> _Task details_: Reproduce the records that follow in full, excluding any picture they contain.

> _Data for this exercise_:
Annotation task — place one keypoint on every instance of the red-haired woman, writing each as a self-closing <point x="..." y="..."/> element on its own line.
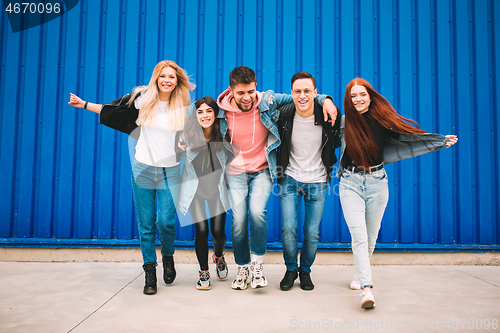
<point x="373" y="134"/>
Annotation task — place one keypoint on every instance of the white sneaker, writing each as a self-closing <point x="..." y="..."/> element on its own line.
<point x="241" y="282"/>
<point x="355" y="283"/>
<point x="367" y="300"/>
<point x="258" y="280"/>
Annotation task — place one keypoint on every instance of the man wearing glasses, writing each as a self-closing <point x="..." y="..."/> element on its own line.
<point x="305" y="160"/>
<point x="248" y="121"/>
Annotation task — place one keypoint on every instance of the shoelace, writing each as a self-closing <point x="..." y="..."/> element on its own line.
<point x="204" y="275"/>
<point x="241" y="272"/>
<point x="221" y="263"/>
<point x="257" y="269"/>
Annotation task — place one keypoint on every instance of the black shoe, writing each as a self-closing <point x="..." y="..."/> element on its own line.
<point x="305" y="281"/>
<point x="288" y="280"/>
<point x="168" y="269"/>
<point x="150" y="272"/>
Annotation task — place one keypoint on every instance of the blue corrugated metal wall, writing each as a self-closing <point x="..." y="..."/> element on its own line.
<point x="66" y="180"/>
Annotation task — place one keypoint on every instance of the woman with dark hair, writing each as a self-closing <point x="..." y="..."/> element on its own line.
<point x="373" y="135"/>
<point x="206" y="158"/>
<point x="153" y="114"/>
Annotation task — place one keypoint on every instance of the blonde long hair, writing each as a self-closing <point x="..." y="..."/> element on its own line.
<point x="178" y="104"/>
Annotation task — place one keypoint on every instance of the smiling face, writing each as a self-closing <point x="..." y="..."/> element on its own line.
<point x="303" y="93"/>
<point x="167" y="81"/>
<point x="205" y="115"/>
<point x="244" y="95"/>
<point x="360" y="98"/>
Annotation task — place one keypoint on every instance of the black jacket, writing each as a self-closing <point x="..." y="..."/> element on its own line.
<point x="119" y="116"/>
<point x="122" y="117"/>
<point x="329" y="141"/>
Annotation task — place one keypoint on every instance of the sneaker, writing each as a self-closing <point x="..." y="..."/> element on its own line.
<point x="355" y="283"/>
<point x="367" y="300"/>
<point x="204" y="281"/>
<point x="258" y="279"/>
<point x="220" y="266"/>
<point x="241" y="282"/>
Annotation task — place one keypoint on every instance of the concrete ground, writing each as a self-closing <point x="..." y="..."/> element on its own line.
<point x="107" y="297"/>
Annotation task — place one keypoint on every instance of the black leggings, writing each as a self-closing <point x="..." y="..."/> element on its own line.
<point x="217" y="225"/>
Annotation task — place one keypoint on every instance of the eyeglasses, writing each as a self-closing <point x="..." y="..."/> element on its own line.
<point x="307" y="92"/>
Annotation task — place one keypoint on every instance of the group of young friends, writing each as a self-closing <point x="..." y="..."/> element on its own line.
<point x="234" y="149"/>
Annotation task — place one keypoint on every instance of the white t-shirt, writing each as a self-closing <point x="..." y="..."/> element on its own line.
<point x="305" y="164"/>
<point x="156" y="144"/>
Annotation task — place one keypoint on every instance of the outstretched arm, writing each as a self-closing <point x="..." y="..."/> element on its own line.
<point x="452" y="141"/>
<point x="79" y="103"/>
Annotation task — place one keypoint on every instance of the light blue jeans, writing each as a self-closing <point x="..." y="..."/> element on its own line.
<point x="248" y="195"/>
<point x="291" y="192"/>
<point x="363" y="198"/>
<point x="149" y="182"/>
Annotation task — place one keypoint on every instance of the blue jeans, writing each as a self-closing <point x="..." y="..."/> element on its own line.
<point x="148" y="182"/>
<point x="291" y="192"/>
<point x="363" y="199"/>
<point x="248" y="194"/>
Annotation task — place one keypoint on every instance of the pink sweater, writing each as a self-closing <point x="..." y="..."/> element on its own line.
<point x="248" y="136"/>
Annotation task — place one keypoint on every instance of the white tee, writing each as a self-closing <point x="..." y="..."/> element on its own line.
<point x="156" y="144"/>
<point x="305" y="164"/>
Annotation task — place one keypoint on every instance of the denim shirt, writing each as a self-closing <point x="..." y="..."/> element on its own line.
<point x="269" y="114"/>
<point x="406" y="146"/>
<point x="189" y="179"/>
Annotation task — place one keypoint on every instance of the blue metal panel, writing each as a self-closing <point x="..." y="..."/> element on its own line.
<point x="66" y="177"/>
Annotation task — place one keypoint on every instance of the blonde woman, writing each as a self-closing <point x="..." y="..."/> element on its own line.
<point x="154" y="114"/>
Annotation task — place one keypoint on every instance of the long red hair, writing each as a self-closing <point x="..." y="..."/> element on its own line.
<point x="361" y="146"/>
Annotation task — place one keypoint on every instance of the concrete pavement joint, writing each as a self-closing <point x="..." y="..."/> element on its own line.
<point x="119" y="291"/>
<point x="475" y="277"/>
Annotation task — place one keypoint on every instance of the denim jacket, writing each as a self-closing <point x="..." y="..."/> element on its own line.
<point x="269" y="114"/>
<point x="189" y="179"/>
<point x="406" y="146"/>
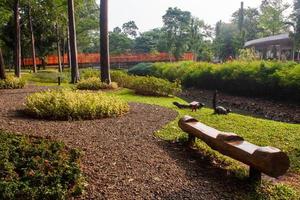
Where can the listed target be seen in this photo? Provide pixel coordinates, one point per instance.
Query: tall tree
(250, 23)
(73, 44)
(296, 24)
(119, 43)
(32, 39)
(17, 38)
(227, 41)
(104, 42)
(177, 26)
(130, 29)
(271, 19)
(2, 67)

> _Answer_:
Annotation task — place one keypoint on every instance of the red-haired woman, writing each as a self-closing <point x="..." y="..."/> element on its own line.
<point x="373" y="134"/>
Annotation task — place one keypoint on every instance of the white sneaker, writing each as a self-closing <point x="..." y="..."/> element on its own line.
<point x="241" y="282"/>
<point x="355" y="283"/>
<point x="367" y="300"/>
<point x="258" y="280"/>
Annotation task — place one keypoint on every instance of the man wearing glasses, writing each as a self-closing <point x="..." y="..."/> element on its own line.
<point x="305" y="160"/>
<point x="248" y="121"/>
Annotation task — place one keypoint on every instance of the shoelace, writing each as a self-closing <point x="..." y="..."/> element on its own line.
<point x="204" y="275"/>
<point x="241" y="272"/>
<point x="221" y="263"/>
<point x="257" y="269"/>
Annotation task — place one keypoint on every instance of the black shoe, writing each as a self-closing <point x="..." y="..."/> element on its own line.
<point x="305" y="281"/>
<point x="288" y="280"/>
<point x="168" y="269"/>
<point x="150" y="272"/>
Annotation task — place one keypoint on every instance of the blue corrugated metal wall, writing each as a self-closing <point x="..." y="..."/> element on its own line.
<point x="66" y="180"/>
Annotation task — place one keypoint on every instance of the woman with dark hair, writing each as a self-closing <point x="..." y="..."/> element on its own line.
<point x="373" y="135"/>
<point x="206" y="158"/>
<point x="153" y="114"/>
Annotation task — place one keypoint on every instance of the blonde long hair, writing each as a self-closing <point x="..." y="..."/> element on its own line.
<point x="178" y="104"/>
Annotation task — place one keypoint on every instance of the smiling face, writing each as a self-closing <point x="..." y="..."/> element on its own line.
<point x="303" y="93"/>
<point x="167" y="81"/>
<point x="205" y="115"/>
<point x="244" y="95"/>
<point x="360" y="98"/>
Annotation task — place one keypoint on every instance of the black jacket, writing each as a self-closing <point x="..." y="..."/> element on its own line.
<point x="119" y="116"/>
<point x="122" y="117"/>
<point x="329" y="141"/>
Annotation task — place one keypoint on every instance of the sneaker, writing each as a self-closing <point x="..." y="..."/> element on its own line.
<point x="355" y="283"/>
<point x="367" y="300"/>
<point x="204" y="281"/>
<point x="258" y="279"/>
<point x="220" y="266"/>
<point x="241" y="282"/>
Annotation task — place one keypoint on every instance of the concrete ground, writing each as a self-closing <point x="..." y="..."/> element on its own line.
<point x="107" y="297"/>
Annotation task — place one keypoint on every instance of the black leggings, writing each as a self-closing <point x="..." y="..."/> element on its own line.
<point x="217" y="225"/>
Annotation task — place one keypoint on every instance of the eyeglasses, writing each as a self-closing <point x="..." y="..."/> element on its own line.
<point x="307" y="92"/>
Annotation task — place one keypoint on every instance of the group of young friends, writing each as a self-closing <point x="..." y="..."/> element on its own line.
<point x="234" y="149"/>
Annotation task — place one keypoint on every instance of the white t-shirt, writing each as a self-closing <point x="..." y="..."/> element on its own line.
<point x="305" y="164"/>
<point x="156" y="144"/>
Annotation task — place one keypoint on every instance of the outstretched arm, writing each as a self-closing <point x="..." y="..."/> element on its own line.
<point x="452" y="141"/>
<point x="79" y="103"/>
Annotation task — place one keypoint on every instance of the light blue jeans, writing each as a self-closing <point x="..." y="..."/> element on its own line.
<point x="248" y="195"/>
<point x="291" y="192"/>
<point x="363" y="198"/>
<point x="149" y="182"/>
Annotation task — place one keypoint on every instance of the blue jeans, writing each as a self-closing <point x="..." y="..."/> element on its own line.
<point x="148" y="182"/>
<point x="291" y="192"/>
<point x="363" y="199"/>
<point x="248" y="194"/>
Annotation task — place one keypoint on every instance of the pink sweater, writing each as a self-closing <point x="..." y="..."/> element on its own line.
<point x="248" y="136"/>
Annotation task — place one keypoint on every instance of the white tee, writing each as a self-closing <point x="..." y="..."/> element on its own line.
<point x="156" y="144"/>
<point x="305" y="164"/>
Annotation task — place one keypoint on every instance of the denim shirt, writing each as a self-closing <point x="..." y="..."/> element on its own line.
<point x="269" y="114"/>
<point x="406" y="146"/>
<point x="189" y="179"/>
Annotation task — place one keypoint on every instance of the blue metal panel, writing each as a self-closing <point x="..." y="..."/> element on its own line.
<point x="66" y="177"/>
Annotation task — place one keypoint on every instance of the blonde woman, writing each as a self-closing <point x="..." y="..."/> element on its own line.
<point x="154" y="114"/>
Annotation task — place one keypoint on every instance of the long red hair, writing each as a self-closing <point x="..." y="..."/> element on its own line.
<point x="361" y="146"/>
Annotation task — place one keypoint on every instance of the concrete pavement joint, writing each as a self-closing <point x="..." y="..."/> element on its own line.
<point x="119" y="291"/>
<point x="475" y="277"/>
Annotation task — place one keypoint on every instance of the denim jacket, writing each as a self-closing <point x="..." y="..."/> element on its own line.
<point x="269" y="114"/>
<point x="189" y="179"/>
<point x="406" y="146"/>
Where can the listed target be seen in this photo? Provide pixel coordinates, one point per instance.
Query: tall tree
(250, 23)
(73, 44)
(296, 24)
(119, 43)
(32, 39)
(17, 38)
(227, 41)
(104, 42)
(177, 26)
(130, 29)
(271, 19)
(2, 67)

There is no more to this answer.